* [RAW DATA]:
──────────
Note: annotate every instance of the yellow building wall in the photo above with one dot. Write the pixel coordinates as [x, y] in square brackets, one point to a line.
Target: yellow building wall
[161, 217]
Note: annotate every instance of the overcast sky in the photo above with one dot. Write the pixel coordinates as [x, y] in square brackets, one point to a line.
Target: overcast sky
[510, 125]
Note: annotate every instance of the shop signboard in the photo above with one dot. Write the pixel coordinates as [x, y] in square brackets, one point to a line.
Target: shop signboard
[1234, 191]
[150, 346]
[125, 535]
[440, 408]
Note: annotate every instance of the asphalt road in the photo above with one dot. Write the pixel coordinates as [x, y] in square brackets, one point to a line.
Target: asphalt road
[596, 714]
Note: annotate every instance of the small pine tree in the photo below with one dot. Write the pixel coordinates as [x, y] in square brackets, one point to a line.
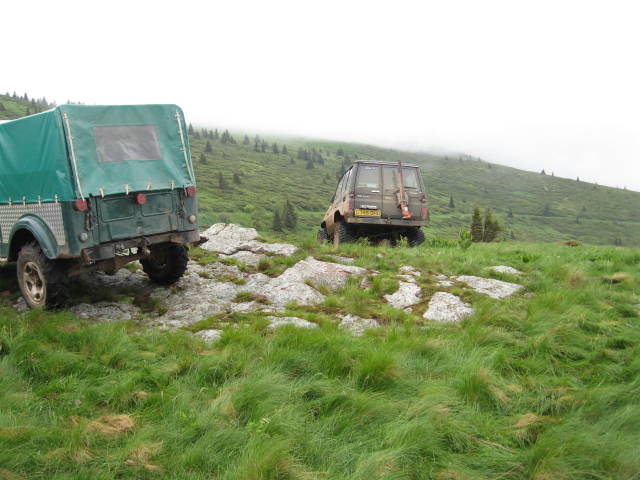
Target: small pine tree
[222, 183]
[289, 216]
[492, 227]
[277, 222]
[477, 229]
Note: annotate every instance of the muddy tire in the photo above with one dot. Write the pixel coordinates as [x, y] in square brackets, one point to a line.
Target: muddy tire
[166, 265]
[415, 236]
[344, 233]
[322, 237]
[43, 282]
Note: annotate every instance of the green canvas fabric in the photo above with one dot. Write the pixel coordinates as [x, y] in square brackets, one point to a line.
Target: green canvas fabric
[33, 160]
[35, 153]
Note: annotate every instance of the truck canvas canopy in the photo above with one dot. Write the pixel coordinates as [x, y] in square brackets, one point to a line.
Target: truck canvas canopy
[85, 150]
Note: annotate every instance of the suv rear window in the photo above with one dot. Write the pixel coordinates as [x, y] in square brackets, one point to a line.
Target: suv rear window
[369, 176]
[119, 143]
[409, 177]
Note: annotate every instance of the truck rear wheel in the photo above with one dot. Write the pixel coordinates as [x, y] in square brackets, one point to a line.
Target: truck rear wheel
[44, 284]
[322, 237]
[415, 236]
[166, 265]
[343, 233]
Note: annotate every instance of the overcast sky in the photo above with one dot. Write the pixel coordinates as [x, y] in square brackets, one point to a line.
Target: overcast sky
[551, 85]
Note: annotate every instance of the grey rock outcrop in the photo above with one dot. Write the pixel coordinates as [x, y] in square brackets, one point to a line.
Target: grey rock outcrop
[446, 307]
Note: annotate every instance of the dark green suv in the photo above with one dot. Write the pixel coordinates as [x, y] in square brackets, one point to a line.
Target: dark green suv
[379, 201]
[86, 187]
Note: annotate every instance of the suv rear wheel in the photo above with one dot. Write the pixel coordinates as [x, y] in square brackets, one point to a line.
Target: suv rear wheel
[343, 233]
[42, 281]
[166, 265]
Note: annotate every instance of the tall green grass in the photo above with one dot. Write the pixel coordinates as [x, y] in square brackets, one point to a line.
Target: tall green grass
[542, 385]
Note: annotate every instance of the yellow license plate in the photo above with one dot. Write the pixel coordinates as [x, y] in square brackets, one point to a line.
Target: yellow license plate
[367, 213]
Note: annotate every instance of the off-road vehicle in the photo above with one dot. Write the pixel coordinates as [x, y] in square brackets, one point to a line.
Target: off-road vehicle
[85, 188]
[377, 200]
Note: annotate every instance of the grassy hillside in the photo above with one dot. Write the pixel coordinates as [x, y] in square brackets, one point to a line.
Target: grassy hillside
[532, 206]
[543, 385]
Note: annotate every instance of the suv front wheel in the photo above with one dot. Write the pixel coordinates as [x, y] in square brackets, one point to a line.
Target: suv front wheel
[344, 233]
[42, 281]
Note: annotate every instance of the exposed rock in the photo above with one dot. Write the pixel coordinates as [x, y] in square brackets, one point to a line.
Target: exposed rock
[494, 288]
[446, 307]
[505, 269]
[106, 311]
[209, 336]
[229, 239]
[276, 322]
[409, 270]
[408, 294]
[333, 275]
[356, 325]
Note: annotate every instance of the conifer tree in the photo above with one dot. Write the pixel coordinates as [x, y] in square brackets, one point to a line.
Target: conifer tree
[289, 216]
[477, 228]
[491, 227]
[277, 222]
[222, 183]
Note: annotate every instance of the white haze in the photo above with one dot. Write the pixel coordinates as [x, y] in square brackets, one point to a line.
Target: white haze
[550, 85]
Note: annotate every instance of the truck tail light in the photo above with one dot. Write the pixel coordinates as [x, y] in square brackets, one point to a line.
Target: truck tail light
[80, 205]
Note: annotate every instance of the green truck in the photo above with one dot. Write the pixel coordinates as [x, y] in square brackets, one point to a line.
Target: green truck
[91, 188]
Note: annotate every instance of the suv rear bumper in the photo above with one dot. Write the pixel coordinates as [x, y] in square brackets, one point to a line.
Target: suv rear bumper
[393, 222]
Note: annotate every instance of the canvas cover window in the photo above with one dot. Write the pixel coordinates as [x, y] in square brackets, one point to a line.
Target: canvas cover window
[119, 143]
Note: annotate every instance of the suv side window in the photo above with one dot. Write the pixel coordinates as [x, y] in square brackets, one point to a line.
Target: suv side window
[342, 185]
──────────
Rewrite all of the records above with "one dot" replaced by "a single dot" throughout, leaving everything else unchanged and omitting the pictures.

Note: annotate every instance of the yellow building wall in the photo above with a single dot. Write the pixel coordinates as [x, y] in square brackets, one point to a line.
Target: yellow building wall
[161, 217]
Note: annotate every instance of the overcast sky in the photo above with a single dot. Write the pixel coordinates as [x, y] in square brackets, one point to a line.
Target: overcast sky
[510, 125]
Note: annotate every instance of the shop signboard in the photo above with a single dot. Write the pixel coordinates as [x, y] in square brackets, one point to a line.
Target: shop signboard
[1234, 191]
[150, 346]
[125, 535]
[440, 408]
Note: annotate every instance of the asphalt road in the photo above with a single dot. Write the pixel coordinates as [x, y] in square brackets, one point to a line.
Target: asphalt road
[596, 714]
Note: annotate every instance of the small pine tree in the photo below with a single dot. Write the pixel coordinates as [x, y] in square brackets, one point to a line.
Target: small pine tree
[222, 183]
[289, 216]
[492, 227]
[277, 222]
[477, 229]
Note: annotate every instance of the muddy tire in the photo above with a single dot. Write the pixel coordinates as [x, y] in square brackets, one point to a line.
Target: muddy tire
[166, 265]
[415, 236]
[344, 233]
[322, 237]
[43, 282]
Note: annotate every instance of the green canvas fabric in the photo above with a single dot. Write the pixel coordinates as [x, y] in square brackets, one point to a line.
Target: green canvas fabric
[33, 160]
[35, 153]
Note: annotate every instance of the truck canvas canopy in the photo above with a single dot. Write the pixel coordinates as [x, y] in square brackets, one point to a line.
Target: truck canvas canopy
[85, 150]
Note: annotate every instance of the suv rear window in the photo above with a single dot. Write the pixel coordinates as [x, y] in square brackets, one point to a line.
Target: suv rear window
[369, 176]
[119, 143]
[409, 177]
Note: annotate every instance of the truck rear wheel in the photo above with a single dot. Write the pixel coordinates as [x, y] in square brackets, one point to a line.
Target: truck rear wheel
[44, 284]
[322, 237]
[415, 236]
[166, 265]
[343, 233]
Note: annotate every instance of the overcast sky in the photo above with a single dot. Write the pixel coordinates as [x, y] in square brackets, one point to a line.
Target: overcast sky
[551, 85]
Note: annotate every instance of the grey rock outcrop in the photo above with a single dot. Write the pixel coordinates as [x, y] in square brackets, one point to a line.
Target: grey rock outcrop
[446, 307]
Note: annotate every instance of the dark green suv in the photo above with a single dot. Write the pixel coordinates as [x, y] in square brackets, one point to a line.
Target: dark green suv
[379, 201]
[86, 187]
Note: annotate every instance of the suv rear wheel in the photo above with a single dot. Write the pixel coordinates as [x, y] in square brackets, one point to a line.
Target: suv rear wheel
[343, 233]
[42, 281]
[166, 265]
Note: annotate every instance of the tall green grass in the photo above with a single dot. Write the pixel coordinates as [x, y] in square brackets, one point to a line.
Target: tall green grass
[542, 385]
Note: annotate every instance of the yellow license plate in the photo above with a single dot. Write the pixel coordinates as [x, y] in square brackets, one point to a line.
Target: yellow license plate
[367, 213]
Note: annotate every instance of the off-road vehicle in the photo above with a single dot. Write the pixel coordinates as [x, y] in square brackets, one point to a line.
Target: off-road vehicle
[85, 188]
[377, 200]
Note: annotate every instance of the grassy hillside in the photo above with a single dot. Write the pixel coordinates as [x, y] in square brackets, one point to a line.
Target: grassy hillside
[532, 206]
[543, 385]
Note: annotate every instance of the suv front wheel in the photo above with a single dot. Write the pixel coordinates as [x, y] in square brackets, one point to a line.
Target: suv front wheel
[344, 233]
[42, 281]
Note: annotate every instance of the exposed rock in the photo above with a single dot. Write the pixel coordinates as [x, y] in square brackets, one point to a line.
Target: exposed rock
[494, 288]
[446, 307]
[505, 269]
[106, 311]
[209, 336]
[229, 239]
[276, 322]
[409, 270]
[408, 294]
[333, 275]
[356, 325]
Note: annotate every instance of the conifer tree in the photo above with a single dot. Write the pixel coordinates as [x, y] in square brackets, one point to a line.
Target: conifer tree
[289, 216]
[477, 228]
[491, 227]
[277, 222]
[222, 183]
Note: annotate every instance of the white haze in the photo above with a single dot. Write the pixel coordinates as [x, y] in square brackets, one point to a line.
Target: white haze
[550, 85]
Note: annotate every instance of the truck tail light in the photo above with a single dot. Write the pixel coordinates as [x, y] in square brackets, one point to a line.
Target: truck tail light
[80, 205]
Note: annotate every instance of the green truck in the photo above with a single dot. Write the pixel coordinates as [x, y] in square brackets, one point to a line.
Target: green truck
[91, 188]
Note: annotate every instance of the suv rear bumper in the photo above with a single dot. Write the pixel coordinates as [x, y] in square brackets, one point to a line.
Target: suv rear bumper
[393, 222]
Note: annotate every instance of the canvas cover window in the photo above with a single dot. Write the pixel coordinates as [x, y] in square brackets, one point to a line.
Target: canvas cover window
[119, 143]
Note: annotate every instance of the suv side window in the photo above with a single dot. Write the pixel coordinates as [x, y] in square brackets, one point to a line.
Target: suv side window
[342, 185]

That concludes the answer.